--- START ---
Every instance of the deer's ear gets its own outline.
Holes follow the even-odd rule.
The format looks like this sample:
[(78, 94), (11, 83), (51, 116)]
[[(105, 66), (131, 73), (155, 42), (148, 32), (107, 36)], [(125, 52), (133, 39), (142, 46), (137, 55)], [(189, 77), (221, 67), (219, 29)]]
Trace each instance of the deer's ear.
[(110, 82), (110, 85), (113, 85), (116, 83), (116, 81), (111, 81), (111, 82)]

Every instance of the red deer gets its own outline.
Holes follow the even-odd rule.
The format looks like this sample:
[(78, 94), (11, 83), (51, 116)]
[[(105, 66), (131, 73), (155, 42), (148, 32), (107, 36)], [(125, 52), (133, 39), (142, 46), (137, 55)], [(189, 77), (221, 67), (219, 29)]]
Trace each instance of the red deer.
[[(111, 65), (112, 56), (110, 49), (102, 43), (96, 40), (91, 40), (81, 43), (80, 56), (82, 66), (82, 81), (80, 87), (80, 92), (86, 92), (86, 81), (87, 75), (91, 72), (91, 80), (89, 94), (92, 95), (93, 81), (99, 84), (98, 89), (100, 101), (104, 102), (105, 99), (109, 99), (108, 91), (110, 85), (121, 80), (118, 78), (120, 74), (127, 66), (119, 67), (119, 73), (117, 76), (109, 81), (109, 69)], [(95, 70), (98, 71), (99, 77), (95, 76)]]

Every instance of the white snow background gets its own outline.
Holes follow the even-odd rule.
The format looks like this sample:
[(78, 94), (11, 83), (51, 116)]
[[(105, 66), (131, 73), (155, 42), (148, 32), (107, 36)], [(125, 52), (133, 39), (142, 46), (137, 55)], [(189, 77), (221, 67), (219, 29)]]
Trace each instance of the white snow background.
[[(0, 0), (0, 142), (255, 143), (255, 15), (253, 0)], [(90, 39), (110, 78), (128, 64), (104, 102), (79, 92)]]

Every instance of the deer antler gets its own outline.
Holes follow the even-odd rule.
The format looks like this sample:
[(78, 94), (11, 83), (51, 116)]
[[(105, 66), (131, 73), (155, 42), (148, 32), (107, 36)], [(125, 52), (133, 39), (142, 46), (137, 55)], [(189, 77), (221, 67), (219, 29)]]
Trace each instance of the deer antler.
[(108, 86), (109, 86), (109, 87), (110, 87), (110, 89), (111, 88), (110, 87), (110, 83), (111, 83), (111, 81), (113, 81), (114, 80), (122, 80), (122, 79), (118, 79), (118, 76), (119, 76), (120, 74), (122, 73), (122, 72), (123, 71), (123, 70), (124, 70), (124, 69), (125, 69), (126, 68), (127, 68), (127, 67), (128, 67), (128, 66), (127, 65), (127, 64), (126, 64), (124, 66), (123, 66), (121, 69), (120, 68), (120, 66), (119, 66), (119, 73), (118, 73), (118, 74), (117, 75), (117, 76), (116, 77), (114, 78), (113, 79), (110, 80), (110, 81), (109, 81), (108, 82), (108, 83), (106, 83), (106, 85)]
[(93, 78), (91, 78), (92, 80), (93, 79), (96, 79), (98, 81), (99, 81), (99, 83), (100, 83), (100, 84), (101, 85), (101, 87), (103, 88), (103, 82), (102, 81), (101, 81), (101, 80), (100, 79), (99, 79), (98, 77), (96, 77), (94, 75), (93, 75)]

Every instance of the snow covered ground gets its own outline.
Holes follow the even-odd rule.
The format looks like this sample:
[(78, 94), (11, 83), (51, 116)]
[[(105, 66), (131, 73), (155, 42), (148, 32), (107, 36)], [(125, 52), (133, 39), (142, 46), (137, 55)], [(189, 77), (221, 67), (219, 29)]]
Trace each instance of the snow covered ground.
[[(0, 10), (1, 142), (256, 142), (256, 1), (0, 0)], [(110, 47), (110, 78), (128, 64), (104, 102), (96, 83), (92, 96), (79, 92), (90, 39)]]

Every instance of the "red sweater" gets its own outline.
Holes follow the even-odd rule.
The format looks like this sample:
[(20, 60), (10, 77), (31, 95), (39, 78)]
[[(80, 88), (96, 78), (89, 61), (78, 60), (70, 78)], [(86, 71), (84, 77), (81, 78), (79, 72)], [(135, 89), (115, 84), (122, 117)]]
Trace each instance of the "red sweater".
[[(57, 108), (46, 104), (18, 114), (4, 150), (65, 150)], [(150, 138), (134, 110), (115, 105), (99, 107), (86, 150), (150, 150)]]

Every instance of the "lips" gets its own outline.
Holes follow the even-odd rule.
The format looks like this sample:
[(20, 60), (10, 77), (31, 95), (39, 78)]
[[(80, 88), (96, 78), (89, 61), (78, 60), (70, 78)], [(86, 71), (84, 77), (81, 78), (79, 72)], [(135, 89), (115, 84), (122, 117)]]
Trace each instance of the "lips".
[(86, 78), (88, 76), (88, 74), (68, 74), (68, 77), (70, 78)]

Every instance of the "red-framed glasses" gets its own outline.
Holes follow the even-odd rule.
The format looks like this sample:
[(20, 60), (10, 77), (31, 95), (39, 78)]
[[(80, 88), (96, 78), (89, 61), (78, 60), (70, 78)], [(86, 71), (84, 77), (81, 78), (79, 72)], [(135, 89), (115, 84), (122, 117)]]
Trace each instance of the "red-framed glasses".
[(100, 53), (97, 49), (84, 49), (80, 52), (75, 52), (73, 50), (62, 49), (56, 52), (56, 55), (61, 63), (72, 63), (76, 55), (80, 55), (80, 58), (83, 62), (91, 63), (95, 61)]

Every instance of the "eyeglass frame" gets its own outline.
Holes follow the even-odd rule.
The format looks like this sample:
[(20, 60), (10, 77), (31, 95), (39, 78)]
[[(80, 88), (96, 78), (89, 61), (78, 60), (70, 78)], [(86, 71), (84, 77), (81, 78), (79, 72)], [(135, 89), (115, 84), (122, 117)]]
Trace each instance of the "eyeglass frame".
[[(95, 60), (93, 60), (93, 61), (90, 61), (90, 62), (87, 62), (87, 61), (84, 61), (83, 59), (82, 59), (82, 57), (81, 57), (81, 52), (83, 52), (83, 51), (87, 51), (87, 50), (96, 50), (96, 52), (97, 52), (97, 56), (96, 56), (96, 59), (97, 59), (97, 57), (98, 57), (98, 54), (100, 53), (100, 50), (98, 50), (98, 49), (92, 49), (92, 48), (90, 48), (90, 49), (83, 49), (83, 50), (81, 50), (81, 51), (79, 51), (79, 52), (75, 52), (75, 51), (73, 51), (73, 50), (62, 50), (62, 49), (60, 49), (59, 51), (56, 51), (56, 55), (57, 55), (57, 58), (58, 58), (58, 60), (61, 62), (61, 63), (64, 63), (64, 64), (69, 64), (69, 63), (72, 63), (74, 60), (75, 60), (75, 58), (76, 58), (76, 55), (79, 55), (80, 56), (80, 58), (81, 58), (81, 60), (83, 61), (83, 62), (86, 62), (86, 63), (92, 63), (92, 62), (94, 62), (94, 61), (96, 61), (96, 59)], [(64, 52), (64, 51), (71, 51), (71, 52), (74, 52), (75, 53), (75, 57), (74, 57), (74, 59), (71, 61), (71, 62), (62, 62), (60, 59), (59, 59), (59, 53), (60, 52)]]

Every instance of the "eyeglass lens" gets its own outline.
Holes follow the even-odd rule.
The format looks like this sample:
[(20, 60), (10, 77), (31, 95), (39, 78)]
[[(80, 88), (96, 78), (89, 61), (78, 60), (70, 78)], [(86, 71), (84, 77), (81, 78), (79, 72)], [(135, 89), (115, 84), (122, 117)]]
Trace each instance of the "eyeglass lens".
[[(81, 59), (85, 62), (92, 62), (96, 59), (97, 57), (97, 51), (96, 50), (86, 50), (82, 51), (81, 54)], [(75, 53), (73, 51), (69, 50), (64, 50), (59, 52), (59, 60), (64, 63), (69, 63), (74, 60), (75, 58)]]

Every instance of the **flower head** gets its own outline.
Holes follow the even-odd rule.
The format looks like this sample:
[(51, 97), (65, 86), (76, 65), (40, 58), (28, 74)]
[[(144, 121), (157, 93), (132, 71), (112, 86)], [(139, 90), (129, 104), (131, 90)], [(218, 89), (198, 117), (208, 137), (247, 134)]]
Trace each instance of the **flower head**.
--- END ---
PROBLEM REQUIREMENTS:
Rewrite the entries as a numbered list, starting with the first line and going on through the line that contains "81), (111, 82)]", both lines included. Leave out any blank lines.

RESULT OF THIS TASK:
1. Every instance of the deer's ear gets its own outline.
2. Holes follow the even-odd rule.
3. The format looks like this sample:
4. [(78, 94), (11, 83), (51, 116)]
5. [[(105, 66), (131, 73), (155, 42), (148, 32), (107, 36)], [(125, 52), (133, 39), (142, 46), (137, 55)], [(189, 77), (221, 67), (219, 29)]]
6. Trace each instance of the deer's ear.
7. [(110, 82), (110, 85), (113, 85), (116, 83), (116, 81), (111, 81), (111, 82)]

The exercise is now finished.